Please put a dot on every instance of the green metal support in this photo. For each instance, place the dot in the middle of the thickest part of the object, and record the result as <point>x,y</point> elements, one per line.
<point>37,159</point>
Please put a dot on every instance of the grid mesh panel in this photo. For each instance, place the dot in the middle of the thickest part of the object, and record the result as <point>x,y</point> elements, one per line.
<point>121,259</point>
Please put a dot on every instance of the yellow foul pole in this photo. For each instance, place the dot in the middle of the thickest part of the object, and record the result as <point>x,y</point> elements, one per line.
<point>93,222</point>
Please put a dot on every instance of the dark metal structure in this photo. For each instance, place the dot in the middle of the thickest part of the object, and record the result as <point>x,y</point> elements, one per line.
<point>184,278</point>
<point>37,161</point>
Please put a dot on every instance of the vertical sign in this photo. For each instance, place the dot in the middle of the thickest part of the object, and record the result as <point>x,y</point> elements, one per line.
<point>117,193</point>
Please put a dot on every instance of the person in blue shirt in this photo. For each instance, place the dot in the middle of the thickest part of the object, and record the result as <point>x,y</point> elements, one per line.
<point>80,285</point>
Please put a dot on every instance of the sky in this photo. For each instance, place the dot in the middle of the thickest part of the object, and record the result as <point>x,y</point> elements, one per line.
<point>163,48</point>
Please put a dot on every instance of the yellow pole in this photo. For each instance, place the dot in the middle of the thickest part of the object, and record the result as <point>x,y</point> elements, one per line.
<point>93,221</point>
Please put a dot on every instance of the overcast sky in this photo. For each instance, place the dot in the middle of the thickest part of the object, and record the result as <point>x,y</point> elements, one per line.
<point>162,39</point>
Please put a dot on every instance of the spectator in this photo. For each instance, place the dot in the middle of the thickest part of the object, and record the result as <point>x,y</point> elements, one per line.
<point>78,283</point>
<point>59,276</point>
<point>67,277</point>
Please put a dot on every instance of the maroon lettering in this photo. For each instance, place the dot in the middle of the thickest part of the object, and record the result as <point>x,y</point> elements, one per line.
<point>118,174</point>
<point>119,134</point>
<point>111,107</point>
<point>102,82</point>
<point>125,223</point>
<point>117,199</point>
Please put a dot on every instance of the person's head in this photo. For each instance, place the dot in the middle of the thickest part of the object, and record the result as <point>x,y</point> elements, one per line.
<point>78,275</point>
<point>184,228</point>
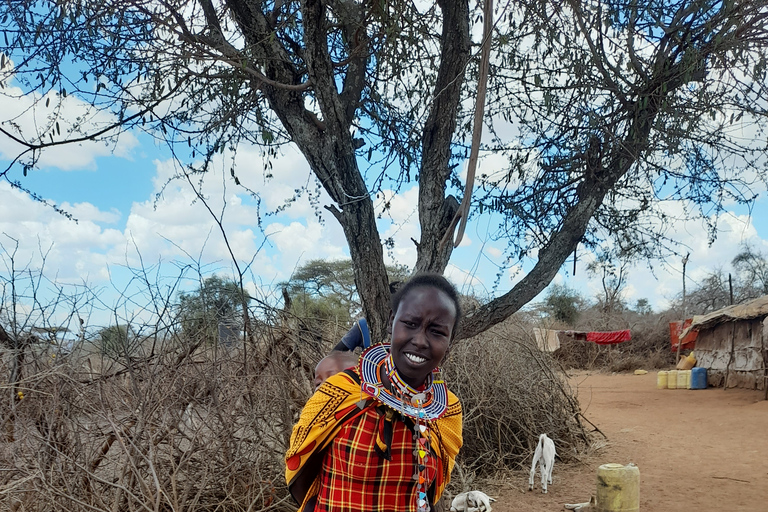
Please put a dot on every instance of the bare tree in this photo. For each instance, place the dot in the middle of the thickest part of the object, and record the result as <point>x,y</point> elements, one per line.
<point>616,107</point>
<point>751,266</point>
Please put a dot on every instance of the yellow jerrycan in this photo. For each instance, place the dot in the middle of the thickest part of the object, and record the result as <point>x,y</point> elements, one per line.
<point>618,488</point>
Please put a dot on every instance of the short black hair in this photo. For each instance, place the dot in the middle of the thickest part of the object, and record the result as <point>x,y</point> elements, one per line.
<point>429,280</point>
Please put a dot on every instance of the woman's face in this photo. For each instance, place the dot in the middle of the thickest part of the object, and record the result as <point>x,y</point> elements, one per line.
<point>421,329</point>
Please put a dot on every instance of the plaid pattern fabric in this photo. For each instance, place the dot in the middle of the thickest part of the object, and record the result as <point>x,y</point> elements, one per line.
<point>356,478</point>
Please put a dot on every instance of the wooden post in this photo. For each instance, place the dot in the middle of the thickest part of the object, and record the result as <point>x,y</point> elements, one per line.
<point>730,356</point>
<point>730,288</point>
<point>679,339</point>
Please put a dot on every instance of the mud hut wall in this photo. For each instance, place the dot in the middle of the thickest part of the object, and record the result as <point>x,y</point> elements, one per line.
<point>713,351</point>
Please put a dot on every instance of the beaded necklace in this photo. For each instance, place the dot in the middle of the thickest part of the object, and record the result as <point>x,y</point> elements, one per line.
<point>421,406</point>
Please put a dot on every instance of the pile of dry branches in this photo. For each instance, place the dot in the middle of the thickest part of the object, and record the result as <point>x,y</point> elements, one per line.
<point>196,431</point>
<point>511,392</point>
<point>202,427</point>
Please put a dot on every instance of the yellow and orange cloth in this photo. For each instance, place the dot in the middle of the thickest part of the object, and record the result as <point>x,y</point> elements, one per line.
<point>361,454</point>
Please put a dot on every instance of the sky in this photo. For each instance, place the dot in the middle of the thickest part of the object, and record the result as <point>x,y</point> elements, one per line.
<point>133,224</point>
<point>127,216</point>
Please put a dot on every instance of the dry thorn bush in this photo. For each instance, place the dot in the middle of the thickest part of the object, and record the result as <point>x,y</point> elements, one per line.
<point>511,392</point>
<point>183,423</point>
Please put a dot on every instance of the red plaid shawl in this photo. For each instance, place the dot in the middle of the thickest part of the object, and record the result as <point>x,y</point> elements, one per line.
<point>338,427</point>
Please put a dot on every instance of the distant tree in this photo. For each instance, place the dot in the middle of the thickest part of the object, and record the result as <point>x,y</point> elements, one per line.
<point>601,109</point>
<point>751,267</point>
<point>117,341</point>
<point>327,287</point>
<point>612,271</point>
<point>643,307</point>
<point>217,302</point>
<point>709,294</point>
<point>564,304</point>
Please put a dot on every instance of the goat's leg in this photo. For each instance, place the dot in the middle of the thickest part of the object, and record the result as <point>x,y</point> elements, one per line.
<point>536,458</point>
<point>549,470</point>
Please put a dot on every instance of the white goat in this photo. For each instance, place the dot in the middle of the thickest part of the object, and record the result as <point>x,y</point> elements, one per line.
<point>472,501</point>
<point>545,456</point>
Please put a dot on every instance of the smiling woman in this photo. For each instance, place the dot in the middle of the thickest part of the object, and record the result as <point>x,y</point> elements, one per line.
<point>393,450</point>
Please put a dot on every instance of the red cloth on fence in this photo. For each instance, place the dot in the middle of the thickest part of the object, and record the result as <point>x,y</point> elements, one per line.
<point>609,338</point>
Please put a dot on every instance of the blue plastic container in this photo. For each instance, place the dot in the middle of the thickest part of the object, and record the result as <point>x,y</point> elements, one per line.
<point>698,378</point>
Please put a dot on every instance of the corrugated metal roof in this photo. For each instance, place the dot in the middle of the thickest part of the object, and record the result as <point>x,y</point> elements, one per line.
<point>756,308</point>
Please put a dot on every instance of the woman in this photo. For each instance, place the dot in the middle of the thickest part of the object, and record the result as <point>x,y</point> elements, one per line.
<point>383,437</point>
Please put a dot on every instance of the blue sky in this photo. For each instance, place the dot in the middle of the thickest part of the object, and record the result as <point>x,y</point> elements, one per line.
<point>123,224</point>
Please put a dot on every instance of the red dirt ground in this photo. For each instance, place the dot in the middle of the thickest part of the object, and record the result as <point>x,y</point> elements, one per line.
<point>696,450</point>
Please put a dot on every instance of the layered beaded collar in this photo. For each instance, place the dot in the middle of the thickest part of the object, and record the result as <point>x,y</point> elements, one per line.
<point>425,404</point>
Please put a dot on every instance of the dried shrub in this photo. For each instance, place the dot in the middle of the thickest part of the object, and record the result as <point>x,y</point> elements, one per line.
<point>182,425</point>
<point>648,349</point>
<point>511,392</point>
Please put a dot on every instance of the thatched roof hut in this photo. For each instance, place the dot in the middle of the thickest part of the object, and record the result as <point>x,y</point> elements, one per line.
<point>733,344</point>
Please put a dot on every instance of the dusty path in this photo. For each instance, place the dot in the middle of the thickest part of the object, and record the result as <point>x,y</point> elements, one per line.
<point>696,450</point>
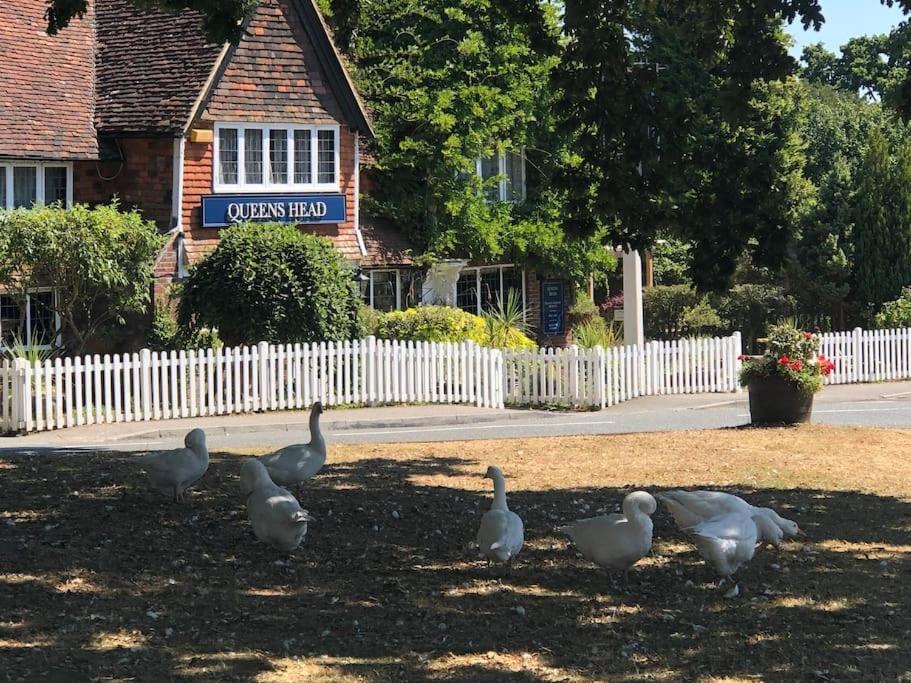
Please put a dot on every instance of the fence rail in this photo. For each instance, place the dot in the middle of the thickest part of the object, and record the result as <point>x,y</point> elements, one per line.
<point>868,355</point>
<point>603,377</point>
<point>159,386</point>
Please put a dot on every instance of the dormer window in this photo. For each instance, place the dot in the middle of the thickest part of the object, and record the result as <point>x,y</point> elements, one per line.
<point>508,168</point>
<point>275,158</point>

_ _ _ _ _ _ _

» **Directions for this task**: The entries are to be transcribed word for word, without their images.

» **Task response**:
Please put a dot on every instance of the green metal support in this photo. For each instance, place the dot in the middle of the thickest part of the object, and record the result as <point>x,y</point> elements, one per line.
<point>37,159</point>
Please put a dot on every instance of the grid mesh panel in this photo. For each instance, place the dot in the middle of the thickest part of the object, and record the result as <point>x,y</point> elements, one per line.
<point>121,259</point>
Please put a dot on every instance of the yellow foul pole in this photo. For each instance, place the dot in the middle of the thickest part of the object, and record the result as <point>x,y</point> elements, one per line.
<point>93,222</point>
Please put a dot on every instance of the dark metal structure in this photo. For each instance, place the dot in the middle of the thickest part of the object, and record the result as <point>x,y</point> elements, one per line.
<point>184,278</point>
<point>37,161</point>
Please put a dot on every instance of the vertical sign in this photo. For each instance, place the dot in the middle of the thickest part of the object, and record the result as <point>x,y</point> elements, one per line.
<point>117,193</point>
Please put a dot on every instance of the person in blue shirt in this photo. For each instance, place the dot in the middle of the thickest part of the object, and record the result as <point>x,y</point> elements, one per line.
<point>80,285</point>
Please put a dot on every instance of the sky in this photo. For each instance, place the dot in the middle of the thickest part of the object, and record the result as <point>x,y</point> elements, one per line.
<point>163,48</point>
Please put a dot on every instance of the yellow pole in this photo. For each instance, place the dot in the middle of the thickest part of the object, and record the result as <point>x,y</point> elements, one per line.
<point>93,221</point>
Please put a dot on every instance of the overcast sky in this photo. For each instance, place the dot in the middle of the thickest part of the object, and record the result as <point>x,y</point> elements, one per line.
<point>162,39</point>
Please put a dot on every instance of the spectator in this photo. For each instance, place the dot in the middle of the thickest part of the object, and record the result as <point>x,y</point> elements, one per line.
<point>78,283</point>
<point>59,276</point>
<point>67,277</point>
Please put a dot on every instance of the maroon lettering in this photo. For each instance, place the dot in the middle of the thickest part of the object, and record the result as <point>x,y</point> elements, one per line.
<point>118,174</point>
<point>119,134</point>
<point>111,107</point>
<point>102,82</point>
<point>125,223</point>
<point>117,199</point>
Please put a dot on every instance of the person's head in this photo. For each instance, place the dot in the middle of the thickest part of the object, and record the result as <point>x,y</point> elements, one per line.
<point>78,275</point>
<point>184,228</point>
Please put a dot on every instance of the bare tree in this photo. For each instance, place the dot in the middle of the thickest part of the object, and record the result as <point>x,y</point> elements, one per line.
<point>616,107</point>
<point>751,266</point>
Please put a dot on every instance of the yellow jerrycan in this photo. For each instance, place the dot in the middle of the thickest part of the object, and record the result as <point>x,y</point> elements, one per line.
<point>618,488</point>
Please put a dot on every instance of the short black hair in this photo. For each instance, place the dot in the middle of the thickest part of the object, and record the result as <point>x,y</point> elements, one per line.
<point>429,280</point>
Please put a dot on every instance of the woman's face in this photo. For each instance, place the dot in the middle of the thickest part of the object, and record the result as <point>x,y</point> elements, one per line.
<point>421,329</point>
Please put a dot on every instance of the plaid pattern fabric in this photo. For each instance, place the dot in the middle of the thickest part of the object, and record the result as <point>x,y</point> elements, one per line.
<point>356,478</point>
Please put a dot on every instance of the wooden post in this photo. For each instance, place the dot in the middle of the thickest part of the object, and record the result as <point>x,y</point> elements, one per line.
<point>730,356</point>
<point>730,288</point>
<point>679,339</point>
Please put a dot on every instance of the mud hut wall in this photo. For each instance, place the dot in the middle of the thickest part of the object, and record the result as <point>x,y</point> elements, one per line.
<point>713,351</point>
Please put a dot on every instance of the beaded necklace in this photo. For each instance, place the dot in the middle of the thickest part of the object, and record the result as <point>x,y</point> elements, one per line.
<point>421,406</point>
Please put a dot on every instance of the pile of dry branches in this photo. For each instance, place the dot in the middle of the thickest part of the object, and record the result as <point>x,y</point> elements, one per line.
<point>196,431</point>
<point>511,392</point>
<point>202,427</point>
Please put a dot on every instance of the yellow and orange cloth in this photo. For each instance, place the dot in the middle of the thickest part of the object, and record the result as <point>x,y</point> elements, one per line.
<point>361,454</point>
Please put a dot on every instance of the sky in this photo. For each instance, place the dot in the middle of the thickest part of the object, and record the result as <point>x,y</point> elements, one per line.
<point>133,224</point>
<point>127,216</point>
Please put a dot on every instance of the dry thorn bush in this photo. For each instance, place the dot in the middle of the thickest part of the object, and record the result as <point>x,y</point> elements, one per line.
<point>511,392</point>
<point>183,423</point>
Please put a dot on every instance of the red plaid shawl in this photo. For each instance, place the dot in the middle of the thickest part of the object, and record the result as <point>x,y</point> elements, one per line.
<point>338,427</point>
Please put a dot on every instance of the distant tree in this photo. For each instance, place the dot in the middle of the thickest part of the object, and record the result as <point>x,y</point> elements, one per line.
<point>601,109</point>
<point>751,267</point>
<point>117,341</point>
<point>327,287</point>
<point>612,271</point>
<point>643,307</point>
<point>217,302</point>
<point>709,294</point>
<point>564,304</point>
Please put a dot on every instance of the goat's leg in this photo. For each instance, place the dot in the middle of the thickest part of the object, and record the result as <point>x,y</point> elements, one per line.
<point>536,458</point>
<point>549,470</point>
Please put a dot on every instance of the white goat in this photo. For each instance, place the dot in the middle of the thickest part of the object, and record the result as <point>x,y</point> elements, one per line.
<point>472,501</point>
<point>545,456</point>
Please put a dot on every instance of the smiling woman in this photo. For each instance, place the dot in the middle of the thickest part of the object, and record the result as <point>x,y</point> elements, one per line.
<point>393,450</point>
Please put a dot on every instance of the red cloth on fence in this photo. For each instance, place the dot in the middle of the thickest part of the object, and record the result as <point>x,y</point> elements, one per line.
<point>609,338</point>
Please put a dot on every instance of the blue plastic container in this photo. For each instance, place the dot in the middle of the thickest part of the object, and record the result as <point>x,y</point> elements, one per line.
<point>698,378</point>
Please put a dot on every instance of the corrugated metal roof in this photo. For each instance, place the dot in the middle of the thickest part of the object, and record the result as <point>x,y</point> elements, one per line.
<point>756,308</point>
Please put a dot on every instance of the woman in this photo. For each instance, place the dot in the middle of the thickest part of the object, and record the result as <point>x,y</point> elements, one per line.
<point>383,437</point>
Please put a dot on every instance of the blue sky in this photo. For each instance, place the dot in the middle of the thickest part of the object, and record the result as <point>x,y</point> elements, one per line.
<point>123,224</point>
Please put a dot on every instance of the red dirt ground in this photo. For each instance, place the dot in the middle of the thickest part of the object, and record the result as <point>x,y</point> elements, one per line.
<point>696,450</point>
Please put a dot on every instance of the layered beaded collar in this photo. For each instance, place the dot in the middle of the thickest part of the object, and record the result as <point>x,y</point> elements, one per line.
<point>425,404</point>
Please put a dot on every instance of the dried shrub in this photo. For each instance, place the dot in the middle of the thickest part of the object, and record the result as <point>x,y</point> elements, one per line.
<point>182,425</point>
<point>648,349</point>
<point>511,392</point>
Please put a dot on every instance of the thatched roof hut in this photo. For each instance, place the dot in the middle of the thickest part of the object, and record the result as <point>x,y</point> elements, one per line.
<point>733,344</point>
Please put a dot on every instance of the dusty path in this photo. For each instance, place the dot in the middle of the thickest part of the object, and record the result as <point>x,y</point> elements, one per line.
<point>696,450</point>
Please put a dot on every instance of the fence rail in this photo. For each instance, place the dot in the middle of the thickest part of the object, and record the result as <point>x,y</point> elements, one per line.
<point>868,355</point>
<point>603,377</point>
<point>159,386</point>
Please put a dot on every instance of the dormer window in this photo. For each instance, place the dot in the middle of the thickest part of the object, and record the result as <point>x,y</point> elements, one per line.
<point>508,168</point>
<point>275,158</point>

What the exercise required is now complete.